**Stated problem:** Render all of the data below as a JSON list of strings, one string per line, skipping blank lines and leaving out the pictures.

**Material supplied:**

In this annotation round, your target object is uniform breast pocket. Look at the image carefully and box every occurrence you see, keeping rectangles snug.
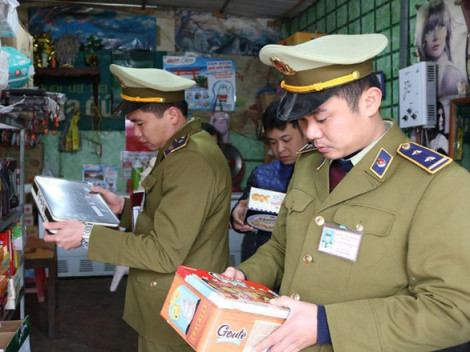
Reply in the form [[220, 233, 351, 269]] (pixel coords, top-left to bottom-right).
[[284, 189, 314, 215], [334, 204, 395, 237]]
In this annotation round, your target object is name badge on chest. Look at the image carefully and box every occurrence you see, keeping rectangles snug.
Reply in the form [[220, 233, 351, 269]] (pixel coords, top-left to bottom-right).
[[318, 224, 362, 262]]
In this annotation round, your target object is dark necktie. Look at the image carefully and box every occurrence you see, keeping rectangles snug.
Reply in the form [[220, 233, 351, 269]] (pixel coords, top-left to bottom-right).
[[330, 159, 353, 192]]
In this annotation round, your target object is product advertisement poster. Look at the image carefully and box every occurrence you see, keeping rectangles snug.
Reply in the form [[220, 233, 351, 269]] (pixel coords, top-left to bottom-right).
[[163, 56, 236, 111]]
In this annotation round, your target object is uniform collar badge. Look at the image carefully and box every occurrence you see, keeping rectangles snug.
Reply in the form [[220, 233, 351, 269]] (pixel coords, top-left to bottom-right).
[[297, 142, 317, 154], [370, 148, 393, 178], [163, 135, 189, 156], [398, 142, 452, 174]]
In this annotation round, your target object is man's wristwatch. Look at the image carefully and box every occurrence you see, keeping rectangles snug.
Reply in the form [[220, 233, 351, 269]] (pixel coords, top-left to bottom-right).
[[80, 222, 93, 248]]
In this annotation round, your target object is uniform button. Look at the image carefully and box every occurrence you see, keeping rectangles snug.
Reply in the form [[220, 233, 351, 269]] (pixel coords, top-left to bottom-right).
[[315, 215, 325, 226], [302, 253, 313, 264], [290, 293, 300, 301]]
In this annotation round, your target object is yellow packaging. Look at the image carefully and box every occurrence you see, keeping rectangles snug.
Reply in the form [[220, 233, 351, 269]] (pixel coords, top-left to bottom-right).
[[160, 266, 289, 352]]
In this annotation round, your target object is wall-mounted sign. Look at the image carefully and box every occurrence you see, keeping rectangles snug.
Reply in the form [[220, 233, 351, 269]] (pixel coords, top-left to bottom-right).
[[163, 56, 236, 111]]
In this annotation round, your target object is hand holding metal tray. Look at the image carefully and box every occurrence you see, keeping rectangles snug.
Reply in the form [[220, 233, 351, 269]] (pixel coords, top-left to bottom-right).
[[32, 176, 119, 227]]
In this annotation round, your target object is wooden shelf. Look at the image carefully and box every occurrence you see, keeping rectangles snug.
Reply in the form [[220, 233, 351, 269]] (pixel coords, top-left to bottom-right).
[[34, 67, 100, 79]]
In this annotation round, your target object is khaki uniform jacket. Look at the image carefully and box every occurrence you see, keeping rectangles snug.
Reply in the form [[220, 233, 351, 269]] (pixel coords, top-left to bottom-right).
[[238, 123, 470, 352], [88, 119, 231, 344]]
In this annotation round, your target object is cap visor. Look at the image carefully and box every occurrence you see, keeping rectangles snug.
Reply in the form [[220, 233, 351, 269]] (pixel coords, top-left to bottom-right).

**Task result:**
[
  "In this annotation round, your target object is uniform breast pocket. Look at the image carefully and box every occurrence you see, keeping rectangles snug.",
  "Reply in the form [[220, 233, 351, 269]] (pixel coords, top-left to bottom-right).",
  "[[284, 189, 314, 215], [334, 204, 395, 237]]",
  "In this annotation round, your target object is name badge on chest. Look at the image carefully and box every occurrence you see, keeping rectangles snug.",
  "Reply in the form [[220, 233, 351, 269]] (pixel coords, top-left to bottom-right).",
  "[[318, 224, 362, 262]]",
  "In this annotation round, your target object is dark necktie. Look at the image carefully and box every occurrence you see, keeping rectangles snug.",
  "Reply in the form [[220, 233, 351, 269]] (pixel coords, top-left to bottom-right).",
  "[[330, 159, 353, 192]]",
  "In this annotation round, your target object is product advertisement poster. Look at the image carefully and box every occurrence you see, keeping rectangles snug.",
  "Reply in the form [[220, 233, 351, 269]] (pixel coords, top-left to bottom-right).",
  "[[163, 56, 236, 111]]",
  "In this annotation round, your target object is uniform collar badge. Look at the image carefully and box every occurrence you see, keeping rectangles snug.",
  "Reply in the form [[220, 233, 351, 269]] (pixel coords, top-left to bottom-right).",
  "[[297, 142, 317, 154], [370, 148, 393, 178], [163, 135, 189, 156], [398, 142, 452, 174]]",
  "In this annotation round, your target object is man's wristwatch. Look at the image carefully and box every occurrence you see, keeping rectangles snug.",
  "Reply in the form [[220, 233, 351, 269]] (pixel coords, top-left to bottom-right).",
  "[[80, 222, 93, 248]]",
  "In this annotation round, your target object is uniform button. Look at the image carefully and box every occurrence you see, keeping rectangles snug.",
  "Reply in the form [[220, 233, 351, 269]] (pixel coords, top-left to bottom-right).",
  "[[315, 215, 325, 226], [302, 253, 313, 264], [290, 293, 300, 301]]",
  "In this annotation round, your target object is yellow packaging. Look at the image carefully and box every occurrence you see, keeping rectangles snug.",
  "Reply in the form [[220, 233, 351, 269]] (pixel coords, top-left to bottom-right).",
  "[[160, 266, 289, 352]]",
  "In this annotation round, your target object is wall-mounted sign. Look at the image carefully and box every occurrence you see, keeping rectangles snug.",
  "Reply in the form [[220, 233, 351, 269]] (pixel coords, top-left to bottom-right).",
  "[[163, 56, 236, 111]]",
  "In this annotation round, your target object is hand holding metal tray. Look at the image carefully and box every occurrence you see, keeping rectangles snug.",
  "Reply in the form [[220, 233, 351, 269]] (pixel coords, top-left to bottom-right).",
  "[[32, 176, 119, 227]]",
  "In this annotation round, your target object is wooden shelf. Look at the image carefully and box every occurrence you see, keeping rectangles snug.",
  "Reply in the form [[220, 233, 351, 269]] (pixel coords, top-left to bottom-right).",
  "[[34, 67, 100, 79]]",
  "In this annotation round, your target object is khaki uniform jacket. Look at the image carefully and box every occurrence you see, keeping rectangles snug.",
  "Reply in the form [[220, 233, 351, 269]] (pixel coords, top-left to bottom-right).",
  "[[238, 123, 470, 352], [88, 119, 231, 344]]",
  "In this annotation round, your target object is cap visor. Look at the image carefully and box every occurrence you see, keeping rectangles snug.",
  "Reply in the form [[220, 233, 351, 269]] (pixel coords, top-left to bottom-right)."
]